=== TEXTE FOURNI ===

C’est vrai qu’il y a une certaine défiance. Par exemple il y a eu pas mal de remous autour de la question du cholestérol. Ce qui a fait que les gens se sont interrogés et ont fini par admettre que s’ils se prenaient en charge ils pouvaient changer le cours de l’histoire dans de nombreux domaines. Ils ont en même temps bien compris que, dans certains cas bien précis, comme le traitement des cancers, il fallait continuer de recourir au médicament. Je ne parle pas de la prévention des cancers, je parle bien du traitement.
Voyez-vous les pharmaciens adopter une telle démarche dans le cadre des nouvelles missions qui leur sont accordées ?
Absolument. Mais je pense que pour que ces missions soient efficaces, il faut les appréhender comme du coaching, et dans ce cadre il faut des partenaires. Dans cette nouvelle approche de coaching de prévention, le pharmacien peut jouer un rôle essentiel de conseil pour remotiver le patient. Lui expliquer que parallèlement au médicament, il existe d’autres solutions. C’est une démarche qui ne peut bien sûr pas se développer dans un supermarché. L’espace pharmacie est le lieu adapté à ce type d’approche. Les pharmaciens peuvent notamment aider les médecins dans les domaines de la prévention cardio-vasculaire ou de la régulation de la glycémie. D’autant que les aliments diététiques sont très présents dans les linéaires des officines.
Plus précisément, dans votre chapitre consacré aux troubles gastro-intestinaux, vous proposez quelques solutions originales et de bon sens, mais aussi les grands classiques du conseil hygiénodiététique. Votre démarche ne vise-t-elle pas surtout la réhabilitation de l’hygiène et de la nutrition dans la prise en charge thérapeutique ?

===

TRAVAIL DEMANDÉ —
[a] Selon le texte sur la prévention en pharmacie, dans quel cas précis faut-il continuer de recourir au médicament ?
[b] Poursuivez le texte sur la prévention en pharmacie à la suite de sa dernière phrase.
Les items qui suivent constituent un matériau indépendant du texte.

=== EXTRAITS DE DONNÉES ===

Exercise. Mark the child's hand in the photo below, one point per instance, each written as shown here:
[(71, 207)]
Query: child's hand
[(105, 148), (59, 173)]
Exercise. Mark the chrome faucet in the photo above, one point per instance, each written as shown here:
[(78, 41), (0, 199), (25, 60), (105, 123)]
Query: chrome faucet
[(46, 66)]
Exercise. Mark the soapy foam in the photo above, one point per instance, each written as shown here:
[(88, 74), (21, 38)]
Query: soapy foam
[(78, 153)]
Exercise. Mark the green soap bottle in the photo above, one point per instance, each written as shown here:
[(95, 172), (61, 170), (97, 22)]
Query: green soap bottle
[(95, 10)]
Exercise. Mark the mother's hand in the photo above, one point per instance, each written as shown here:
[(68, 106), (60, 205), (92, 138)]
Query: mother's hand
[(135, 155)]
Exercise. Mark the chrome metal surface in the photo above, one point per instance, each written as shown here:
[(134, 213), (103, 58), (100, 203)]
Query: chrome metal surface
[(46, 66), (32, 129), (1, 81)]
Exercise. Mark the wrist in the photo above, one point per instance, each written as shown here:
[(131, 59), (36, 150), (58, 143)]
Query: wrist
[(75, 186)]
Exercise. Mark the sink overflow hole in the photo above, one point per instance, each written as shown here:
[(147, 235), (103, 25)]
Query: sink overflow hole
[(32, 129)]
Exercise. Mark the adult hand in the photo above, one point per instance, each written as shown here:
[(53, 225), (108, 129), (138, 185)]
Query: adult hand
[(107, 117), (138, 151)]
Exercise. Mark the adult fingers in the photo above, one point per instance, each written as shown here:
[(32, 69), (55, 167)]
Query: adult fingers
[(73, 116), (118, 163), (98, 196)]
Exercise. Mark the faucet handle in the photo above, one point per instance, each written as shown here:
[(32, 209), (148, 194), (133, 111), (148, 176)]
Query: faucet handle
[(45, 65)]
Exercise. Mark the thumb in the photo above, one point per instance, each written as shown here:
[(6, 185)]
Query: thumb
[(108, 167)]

===

RÉSULTATS —
[a] Dans le traitement des cancers.

[b]
Tout à fait. Prenons l’exemple de la constipation : prendre des laxatifs tout au long de l’année, c’est très irritant au niveau colique. Dès lors que je propose à mes patients d’adopter une alimentation riche en fibre et une posture aux toilettes qui « marche » très bien (N.D.L.R., position imposée par les toilettes à la Turque), la plupart d’entre eux me disent que cela leur permet d’arrêter complètement les laxatifs. Voilà un résultat patent qui me convient bien car je préfère qu’on réserve les laxatifs à l’usage occasionnel et qu’on abandonne l’utilisation quotidienne.
Les laboratoires ne vous détestent-ils pas ?
Quelque part, ils doivent accepter que les prescripteurs renouent avec les fondamentaux. En s’assurant par exemple, avant de prescrire des traitements anticholestérol, que les mesures diététiques sont bien respectées. J’agace certainement certains laboratoires, et en même temps, ils admettent que ma démarche est l’une des clés de la prise en charge thérapeutique au sens large du terme, et qu’elle répond aussi à leur préoccupation.
Comment faire pour que votre approche n’alimente pas le climat de défiance actuelle, parfois justifiée, à l’égard des médicaments ?
Je ne mène pas un combat contre le médicament. Je me bats pour qu’on utilise le médicament autrement. Je répète : les médicaments essentiels, il faut les prendre sans hésitation, mais quand on peut s’en passer parce qu’il existe d’autres solutions efficaces, il faut les réserver au dernier recours. Par exemple, concernant les antibiotiques, je pousse à fond sur les règles d’hygiène, ce qui a pour effet de baisser le niveau de risque d’infection. On sait ainsi que le lavage des mains systématique en sortant des toilettes et avant de passer à table fait baisser de 23 % l’incidence des infections respiratoires et digestives par an. L’hygiène est un formidable outil de prévention qui permet de consommer moins d’antibiotique. Autre exemple, on a tous les ans 100 000 cas de ténias en France. Si on congèle le poisson à manger cru ou la viande de bœuf avant de déguster un tartare, on se débarrasse des parasites indésirables.
Votre livre est d’abord destiné au grand public, mais qu’en pensent les professionnels de santé, et notamment les pharmaciens ?
J’ai eu la bonne surprise d’apprendre que mon livre était devenu un formidable outil de communication dans les officines. Qu’il avait ouvert un nouveau dialogue entre les pharmaciens et leurs clients. Globalement, mon approche a reçu un très bon accueil de la part des pharmaciens.